[What is needed]: Take the entries that follow and return only the lines from the one with "Task: a point for each instance of the cylindrical" through the final line, leaving every picture behind.

[Record excerpts]:
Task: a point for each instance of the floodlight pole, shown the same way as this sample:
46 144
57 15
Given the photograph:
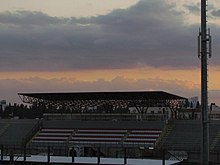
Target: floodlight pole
204 49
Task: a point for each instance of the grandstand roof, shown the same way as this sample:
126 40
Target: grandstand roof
140 95
138 99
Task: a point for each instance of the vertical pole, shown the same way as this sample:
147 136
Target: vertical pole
125 156
48 154
24 152
98 155
2 152
204 86
73 155
163 160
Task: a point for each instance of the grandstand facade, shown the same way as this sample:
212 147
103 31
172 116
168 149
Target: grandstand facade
115 132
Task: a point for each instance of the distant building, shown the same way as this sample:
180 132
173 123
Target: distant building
193 101
2 105
214 112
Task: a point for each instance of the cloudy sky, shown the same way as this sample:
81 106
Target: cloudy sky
105 45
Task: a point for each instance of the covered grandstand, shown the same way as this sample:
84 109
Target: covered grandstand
108 102
115 135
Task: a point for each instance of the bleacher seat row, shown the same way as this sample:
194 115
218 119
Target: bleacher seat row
98 135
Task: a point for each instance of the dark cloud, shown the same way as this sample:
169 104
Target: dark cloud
10 87
216 13
149 33
193 8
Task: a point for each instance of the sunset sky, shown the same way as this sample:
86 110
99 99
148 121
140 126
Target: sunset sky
105 45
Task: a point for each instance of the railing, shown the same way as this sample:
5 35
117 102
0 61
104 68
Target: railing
33 131
107 116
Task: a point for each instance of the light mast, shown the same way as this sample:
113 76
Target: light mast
204 49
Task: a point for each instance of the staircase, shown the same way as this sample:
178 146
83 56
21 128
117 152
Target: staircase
3 129
215 141
165 133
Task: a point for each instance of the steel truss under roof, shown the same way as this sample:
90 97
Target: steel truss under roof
141 99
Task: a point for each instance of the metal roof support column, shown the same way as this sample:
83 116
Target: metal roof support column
204 86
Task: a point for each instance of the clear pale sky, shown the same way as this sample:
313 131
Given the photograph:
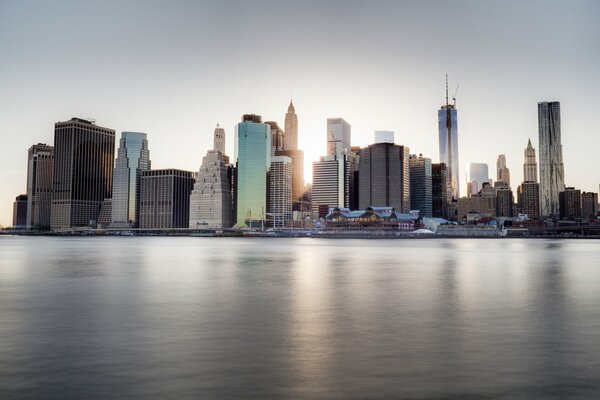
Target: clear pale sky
174 69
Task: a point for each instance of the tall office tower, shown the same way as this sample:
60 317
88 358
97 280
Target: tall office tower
338 136
219 140
210 201
84 156
551 164
589 205
20 211
384 177
384 137
439 191
569 202
484 203
478 174
502 171
40 169
290 149
291 129
528 197
504 201
353 158
420 185
253 155
165 198
277 137
133 157
281 191
331 180
448 135
530 165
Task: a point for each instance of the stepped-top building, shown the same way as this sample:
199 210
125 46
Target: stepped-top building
211 200
133 157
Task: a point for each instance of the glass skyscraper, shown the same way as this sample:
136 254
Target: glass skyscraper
478 175
552 180
339 134
420 185
84 158
133 157
448 135
253 155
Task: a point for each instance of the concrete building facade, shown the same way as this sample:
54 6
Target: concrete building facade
40 175
84 156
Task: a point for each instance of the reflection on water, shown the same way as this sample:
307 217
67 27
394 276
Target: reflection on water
300 318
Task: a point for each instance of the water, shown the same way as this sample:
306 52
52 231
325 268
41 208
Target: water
299 318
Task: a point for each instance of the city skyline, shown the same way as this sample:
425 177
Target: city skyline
177 99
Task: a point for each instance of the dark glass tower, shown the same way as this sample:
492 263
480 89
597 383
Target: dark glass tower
84 156
384 177
552 179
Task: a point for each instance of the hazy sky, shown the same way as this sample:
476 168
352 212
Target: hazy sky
174 69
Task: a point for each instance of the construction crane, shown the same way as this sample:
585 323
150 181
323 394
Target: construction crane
454 97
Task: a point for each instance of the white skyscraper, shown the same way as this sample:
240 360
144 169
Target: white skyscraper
448 139
133 157
219 139
338 136
210 200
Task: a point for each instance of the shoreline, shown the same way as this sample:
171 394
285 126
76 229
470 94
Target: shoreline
322 234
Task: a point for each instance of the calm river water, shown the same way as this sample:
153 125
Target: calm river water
130 317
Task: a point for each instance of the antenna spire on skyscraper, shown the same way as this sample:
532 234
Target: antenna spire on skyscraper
446 89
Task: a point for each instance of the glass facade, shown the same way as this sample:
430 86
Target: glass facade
84 159
478 174
420 185
253 155
552 180
338 136
448 135
133 157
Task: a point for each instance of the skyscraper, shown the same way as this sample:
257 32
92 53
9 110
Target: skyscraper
330 184
384 177
504 200
219 139
420 185
281 191
210 201
530 164
277 137
478 175
133 157
448 137
20 211
84 156
165 198
502 171
253 158
528 197
290 149
589 205
439 190
40 169
291 129
570 203
551 163
338 136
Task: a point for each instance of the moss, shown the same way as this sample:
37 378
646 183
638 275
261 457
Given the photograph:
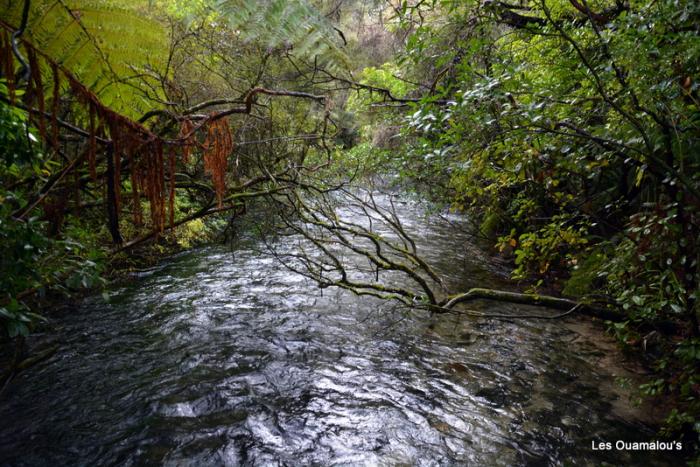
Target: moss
583 278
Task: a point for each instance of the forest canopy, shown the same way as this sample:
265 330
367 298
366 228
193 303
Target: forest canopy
567 130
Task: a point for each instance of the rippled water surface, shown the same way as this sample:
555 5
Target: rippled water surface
225 358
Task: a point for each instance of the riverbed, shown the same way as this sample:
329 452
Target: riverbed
220 356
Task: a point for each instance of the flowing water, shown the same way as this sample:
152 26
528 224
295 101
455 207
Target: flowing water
221 357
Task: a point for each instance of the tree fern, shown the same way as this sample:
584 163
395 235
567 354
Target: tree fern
110 46
293 23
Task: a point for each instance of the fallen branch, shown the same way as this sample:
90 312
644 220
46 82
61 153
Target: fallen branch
527 299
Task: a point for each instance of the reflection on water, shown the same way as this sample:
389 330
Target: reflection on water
219 358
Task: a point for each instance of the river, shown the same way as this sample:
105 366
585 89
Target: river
222 357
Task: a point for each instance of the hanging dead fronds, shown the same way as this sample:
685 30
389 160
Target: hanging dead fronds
217 147
188 138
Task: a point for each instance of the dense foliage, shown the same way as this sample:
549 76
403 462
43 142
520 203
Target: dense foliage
571 132
568 130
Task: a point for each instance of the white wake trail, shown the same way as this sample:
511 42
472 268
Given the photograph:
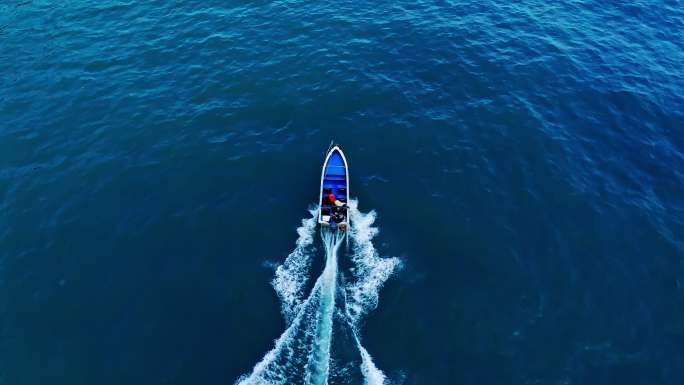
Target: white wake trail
291 276
303 353
319 360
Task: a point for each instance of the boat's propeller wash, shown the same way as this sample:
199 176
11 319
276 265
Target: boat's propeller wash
322 344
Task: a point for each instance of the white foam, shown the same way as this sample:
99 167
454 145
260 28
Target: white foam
303 352
291 276
370 270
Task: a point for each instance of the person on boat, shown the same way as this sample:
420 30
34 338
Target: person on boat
338 215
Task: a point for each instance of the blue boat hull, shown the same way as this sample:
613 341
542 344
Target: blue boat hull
334 180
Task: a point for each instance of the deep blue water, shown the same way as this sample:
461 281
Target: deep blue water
525 162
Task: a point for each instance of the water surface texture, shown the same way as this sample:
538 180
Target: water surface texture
525 161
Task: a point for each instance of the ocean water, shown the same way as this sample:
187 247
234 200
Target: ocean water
522 163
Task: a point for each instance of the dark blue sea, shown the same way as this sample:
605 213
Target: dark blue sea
517 169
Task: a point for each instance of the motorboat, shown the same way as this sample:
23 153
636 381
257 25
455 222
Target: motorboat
334 194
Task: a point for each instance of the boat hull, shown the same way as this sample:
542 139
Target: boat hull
334 180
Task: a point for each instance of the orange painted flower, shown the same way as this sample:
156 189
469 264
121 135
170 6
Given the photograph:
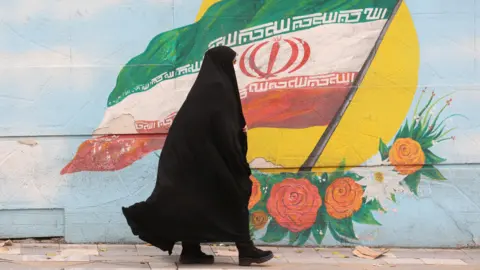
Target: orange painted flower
256 193
343 198
407 156
259 219
294 204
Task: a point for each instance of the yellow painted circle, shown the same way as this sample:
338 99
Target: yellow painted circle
377 110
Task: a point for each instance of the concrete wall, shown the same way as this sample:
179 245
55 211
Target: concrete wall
389 174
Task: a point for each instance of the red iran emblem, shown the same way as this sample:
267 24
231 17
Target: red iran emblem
286 55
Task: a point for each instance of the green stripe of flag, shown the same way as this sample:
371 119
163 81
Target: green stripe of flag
179 52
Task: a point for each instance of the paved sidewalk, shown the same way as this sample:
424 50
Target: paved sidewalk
133 257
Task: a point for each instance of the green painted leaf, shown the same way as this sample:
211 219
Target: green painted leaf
431 158
343 227
404 131
303 237
339 172
432 173
383 149
319 229
275 232
260 206
337 237
354 176
292 237
274 179
412 181
374 205
261 177
365 216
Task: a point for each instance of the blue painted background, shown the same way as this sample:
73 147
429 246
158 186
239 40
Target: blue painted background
59 61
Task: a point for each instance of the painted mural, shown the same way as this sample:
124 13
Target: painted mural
358 125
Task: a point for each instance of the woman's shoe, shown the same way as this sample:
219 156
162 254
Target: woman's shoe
248 254
192 254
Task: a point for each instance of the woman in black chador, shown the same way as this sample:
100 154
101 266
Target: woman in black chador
203 184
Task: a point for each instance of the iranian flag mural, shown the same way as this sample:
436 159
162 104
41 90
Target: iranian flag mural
296 65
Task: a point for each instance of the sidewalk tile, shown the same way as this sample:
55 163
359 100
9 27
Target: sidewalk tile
403 261
145 250
117 250
39 249
472 253
443 261
162 266
80 246
56 258
14 266
132 258
10 257
16 249
334 252
113 266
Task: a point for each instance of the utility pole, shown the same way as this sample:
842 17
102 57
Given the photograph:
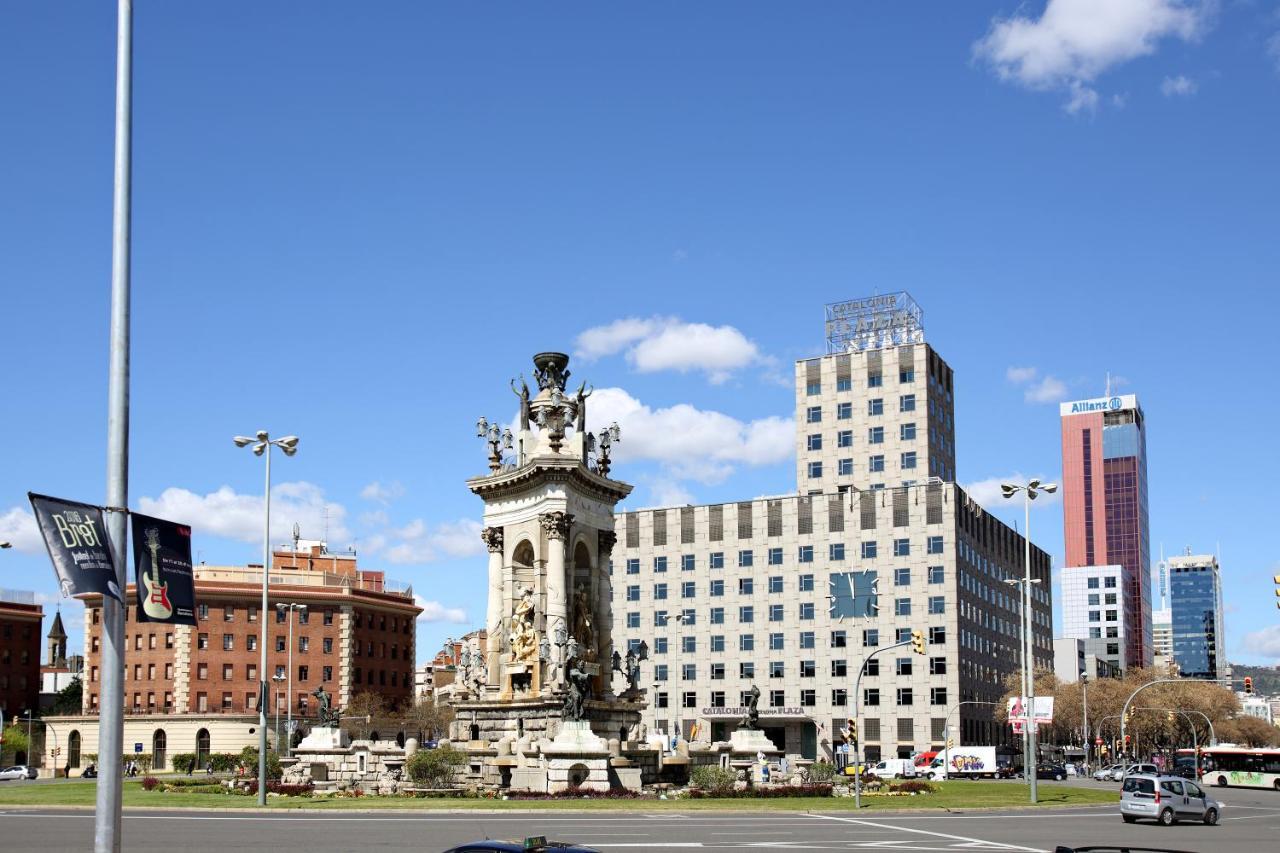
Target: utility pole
110 725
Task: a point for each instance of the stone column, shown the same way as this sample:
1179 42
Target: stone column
493 541
556 528
606 539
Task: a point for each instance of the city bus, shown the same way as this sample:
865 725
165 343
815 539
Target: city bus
1238 766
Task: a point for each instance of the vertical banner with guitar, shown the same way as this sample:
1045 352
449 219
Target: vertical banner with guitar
76 538
165 585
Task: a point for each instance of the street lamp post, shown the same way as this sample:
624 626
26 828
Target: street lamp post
288 725
1029 492
263 443
1084 692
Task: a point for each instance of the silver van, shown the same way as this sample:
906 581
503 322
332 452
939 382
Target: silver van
1166 799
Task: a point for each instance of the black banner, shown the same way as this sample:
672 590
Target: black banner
161 559
76 538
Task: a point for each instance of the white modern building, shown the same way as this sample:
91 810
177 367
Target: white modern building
1093 611
791 594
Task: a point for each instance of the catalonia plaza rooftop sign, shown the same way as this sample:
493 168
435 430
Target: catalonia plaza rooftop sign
740 711
1098 404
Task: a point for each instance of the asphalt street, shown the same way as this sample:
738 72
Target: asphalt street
1251 822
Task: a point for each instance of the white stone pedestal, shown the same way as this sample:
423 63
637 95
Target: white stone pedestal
576 758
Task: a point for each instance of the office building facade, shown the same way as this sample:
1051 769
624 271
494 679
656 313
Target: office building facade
1196 616
1105 505
791 594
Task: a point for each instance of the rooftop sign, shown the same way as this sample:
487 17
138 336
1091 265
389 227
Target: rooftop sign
874 322
1098 404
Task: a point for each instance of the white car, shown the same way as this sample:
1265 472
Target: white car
18 771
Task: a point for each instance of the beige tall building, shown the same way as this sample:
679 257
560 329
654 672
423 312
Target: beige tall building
792 593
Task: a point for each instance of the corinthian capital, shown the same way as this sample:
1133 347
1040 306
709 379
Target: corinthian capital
492 538
556 524
607 539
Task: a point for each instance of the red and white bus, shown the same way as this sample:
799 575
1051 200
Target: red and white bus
1238 766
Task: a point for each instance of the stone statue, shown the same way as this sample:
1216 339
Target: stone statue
579 692
327 714
583 628
524 639
752 719
580 406
524 401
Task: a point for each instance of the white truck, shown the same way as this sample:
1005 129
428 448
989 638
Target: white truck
968 762
894 769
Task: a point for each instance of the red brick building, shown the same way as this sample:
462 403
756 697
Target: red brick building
19 651
356 634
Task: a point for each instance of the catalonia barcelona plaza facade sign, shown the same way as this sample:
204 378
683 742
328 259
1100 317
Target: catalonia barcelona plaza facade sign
76 538
1098 404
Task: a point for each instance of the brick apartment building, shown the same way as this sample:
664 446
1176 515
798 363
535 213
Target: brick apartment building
19 651
195 689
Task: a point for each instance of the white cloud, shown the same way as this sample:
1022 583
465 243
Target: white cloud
419 542
691 443
1176 86
668 343
1074 41
232 515
434 611
987 492
1265 642
18 528
1037 388
383 492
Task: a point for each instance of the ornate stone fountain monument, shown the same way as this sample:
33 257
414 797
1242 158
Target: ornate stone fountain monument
538 710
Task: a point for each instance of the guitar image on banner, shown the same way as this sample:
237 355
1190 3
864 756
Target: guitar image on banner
155 602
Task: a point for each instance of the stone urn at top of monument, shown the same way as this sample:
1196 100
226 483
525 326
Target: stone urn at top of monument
548 527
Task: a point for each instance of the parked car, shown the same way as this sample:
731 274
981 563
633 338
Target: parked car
18 771
1106 774
1166 799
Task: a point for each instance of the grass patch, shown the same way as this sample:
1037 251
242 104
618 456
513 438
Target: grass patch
951 796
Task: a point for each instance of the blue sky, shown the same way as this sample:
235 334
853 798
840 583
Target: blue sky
359 227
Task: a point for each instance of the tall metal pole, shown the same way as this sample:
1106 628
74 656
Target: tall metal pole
288 705
261 673
1028 667
1084 689
110 723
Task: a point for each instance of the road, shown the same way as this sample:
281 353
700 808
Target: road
1251 822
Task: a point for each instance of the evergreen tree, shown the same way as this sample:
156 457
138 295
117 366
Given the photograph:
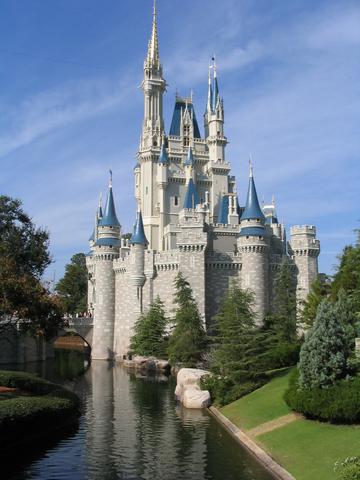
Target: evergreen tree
325 352
149 337
320 289
188 340
347 276
238 343
282 319
72 288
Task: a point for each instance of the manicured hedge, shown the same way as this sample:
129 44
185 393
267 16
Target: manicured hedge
337 404
45 407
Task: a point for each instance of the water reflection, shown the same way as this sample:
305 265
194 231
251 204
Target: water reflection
133 429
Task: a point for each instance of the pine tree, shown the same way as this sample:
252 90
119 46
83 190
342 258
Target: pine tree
238 342
320 289
188 340
149 337
283 315
325 352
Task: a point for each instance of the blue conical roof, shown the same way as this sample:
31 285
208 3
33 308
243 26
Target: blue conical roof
109 218
163 158
252 208
223 209
191 197
138 237
190 157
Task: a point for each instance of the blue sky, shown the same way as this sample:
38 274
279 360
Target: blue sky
70 106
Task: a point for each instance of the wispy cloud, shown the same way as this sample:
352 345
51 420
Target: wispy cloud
60 107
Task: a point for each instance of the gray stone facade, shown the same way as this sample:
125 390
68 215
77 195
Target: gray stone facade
192 222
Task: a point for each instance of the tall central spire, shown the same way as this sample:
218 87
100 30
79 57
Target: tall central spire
153 49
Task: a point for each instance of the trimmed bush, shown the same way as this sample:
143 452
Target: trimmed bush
339 403
348 469
44 407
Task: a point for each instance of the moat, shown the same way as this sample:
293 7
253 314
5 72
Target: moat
131 428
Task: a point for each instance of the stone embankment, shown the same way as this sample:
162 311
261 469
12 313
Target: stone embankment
31 407
147 364
188 390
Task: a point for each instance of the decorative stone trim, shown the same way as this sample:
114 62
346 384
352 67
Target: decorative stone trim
223 266
264 458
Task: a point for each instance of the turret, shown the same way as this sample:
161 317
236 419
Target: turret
304 249
105 251
153 87
138 242
214 120
189 166
253 245
191 197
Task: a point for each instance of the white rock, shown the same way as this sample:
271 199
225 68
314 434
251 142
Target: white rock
194 398
188 390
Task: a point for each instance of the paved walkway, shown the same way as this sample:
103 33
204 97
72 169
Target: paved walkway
273 424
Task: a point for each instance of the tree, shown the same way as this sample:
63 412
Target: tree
237 349
149 337
72 288
282 319
320 289
21 241
325 352
24 302
188 340
347 276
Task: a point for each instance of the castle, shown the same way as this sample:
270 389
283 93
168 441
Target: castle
189 220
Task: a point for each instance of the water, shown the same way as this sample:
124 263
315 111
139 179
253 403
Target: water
131 429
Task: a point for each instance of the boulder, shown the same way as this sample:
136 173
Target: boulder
188 390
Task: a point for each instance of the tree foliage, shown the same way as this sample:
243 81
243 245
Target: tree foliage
238 357
72 288
149 337
24 255
188 340
326 350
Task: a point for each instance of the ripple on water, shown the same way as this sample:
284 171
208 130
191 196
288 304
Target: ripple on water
133 429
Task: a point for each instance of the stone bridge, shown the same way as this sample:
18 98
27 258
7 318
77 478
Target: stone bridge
83 326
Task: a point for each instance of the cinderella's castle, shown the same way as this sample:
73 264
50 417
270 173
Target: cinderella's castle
188 220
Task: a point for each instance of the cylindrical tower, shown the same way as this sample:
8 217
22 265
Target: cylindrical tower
305 249
105 251
138 243
253 244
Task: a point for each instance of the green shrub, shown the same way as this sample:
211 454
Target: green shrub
224 391
45 406
283 355
339 403
348 469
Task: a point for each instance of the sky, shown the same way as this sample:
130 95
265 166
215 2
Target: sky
71 107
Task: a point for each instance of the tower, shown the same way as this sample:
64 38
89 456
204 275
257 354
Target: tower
305 249
218 169
153 86
106 249
162 182
253 245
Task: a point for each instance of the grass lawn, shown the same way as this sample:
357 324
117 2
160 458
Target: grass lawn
307 449
260 406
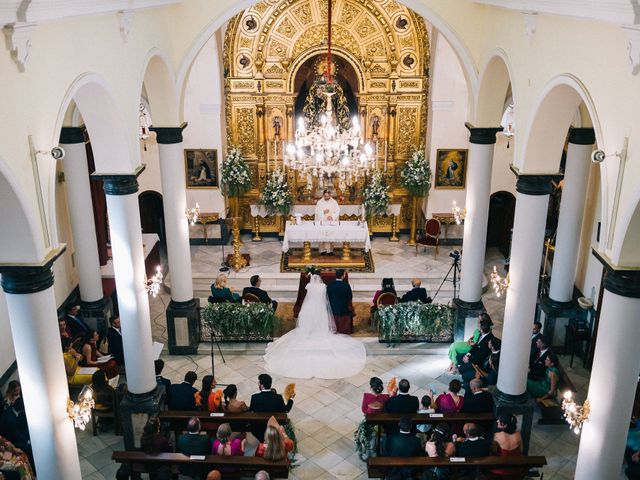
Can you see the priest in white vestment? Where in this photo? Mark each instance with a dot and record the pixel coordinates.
(327, 210)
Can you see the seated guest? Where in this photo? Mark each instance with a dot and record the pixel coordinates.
(472, 444)
(71, 367)
(160, 380)
(231, 403)
(255, 289)
(114, 337)
(225, 445)
(477, 400)
(267, 400)
(277, 443)
(507, 442)
(192, 443)
(416, 294)
(463, 347)
(386, 287)
(91, 354)
(221, 293)
(374, 401)
(182, 395)
(547, 386)
(537, 367)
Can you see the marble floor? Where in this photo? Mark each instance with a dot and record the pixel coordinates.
(326, 412)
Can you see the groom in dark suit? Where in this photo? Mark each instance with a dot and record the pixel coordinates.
(340, 296)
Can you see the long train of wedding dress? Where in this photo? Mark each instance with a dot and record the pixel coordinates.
(313, 349)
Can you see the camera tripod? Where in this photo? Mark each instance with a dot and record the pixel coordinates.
(455, 267)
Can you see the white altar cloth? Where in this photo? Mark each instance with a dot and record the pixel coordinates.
(337, 232)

[Reply to the task]:
Task: a point for each instance of the cylindrical tower, shown the same way as this sample:
8 217
22 265
Target: cylindrical tower
305 249
105 251
138 243
253 244
Task: a point for each instance of the green shrub, shown the same way as this sample:
211 454
Target: green shrub
224 391
45 406
283 355
339 403
348 469
Task: a point for each instance of the sky, shown the same way as this sample:
130 95
265 166
215 2
Target: sky
71 107
Task: a point for each instance of the tower, shown the same way as this sample:
64 38
89 456
204 275
257 354
Target: tower
305 249
218 169
153 86
106 249
162 182
253 245
Task: a point for each instance of the grass lawn, shown the same way as this sample:
357 324
117 2
160 458
Target: grass lawn
307 449
260 406
Can you see the priest in white vestment? Where in this photo? Mark each instance with a dot and record the pixel coordinates.
(327, 210)
Can you see the seated guest? Where in this photo? Mark each instance with a dot and record the pixel coordinates.
(472, 444)
(71, 367)
(160, 380)
(231, 403)
(255, 289)
(114, 337)
(225, 445)
(477, 400)
(267, 400)
(277, 443)
(507, 442)
(192, 443)
(416, 294)
(463, 347)
(386, 287)
(91, 354)
(221, 293)
(374, 401)
(182, 395)
(547, 386)
(537, 367)
Can you see the marble floor? Where in this photo? Mark each instance with a dot and record the pixel coordinates.
(326, 412)
Can you see the groom in dark suit? Where in this photo? Mark each instance with a dot and record the pixel coordinates.
(340, 296)
Can you see the long train of wedding dress? Where in this photo? Mark each instance with a dot and record the pixel coordinates.
(313, 349)
Can you see the camera tripod? Where in this photo? Mark each instance with a dot and record the pixel coordinates.
(455, 267)
Can you see the white altar cloth? Where in this photo? Mark each instance with a dot and record the pixel coordinates.
(337, 232)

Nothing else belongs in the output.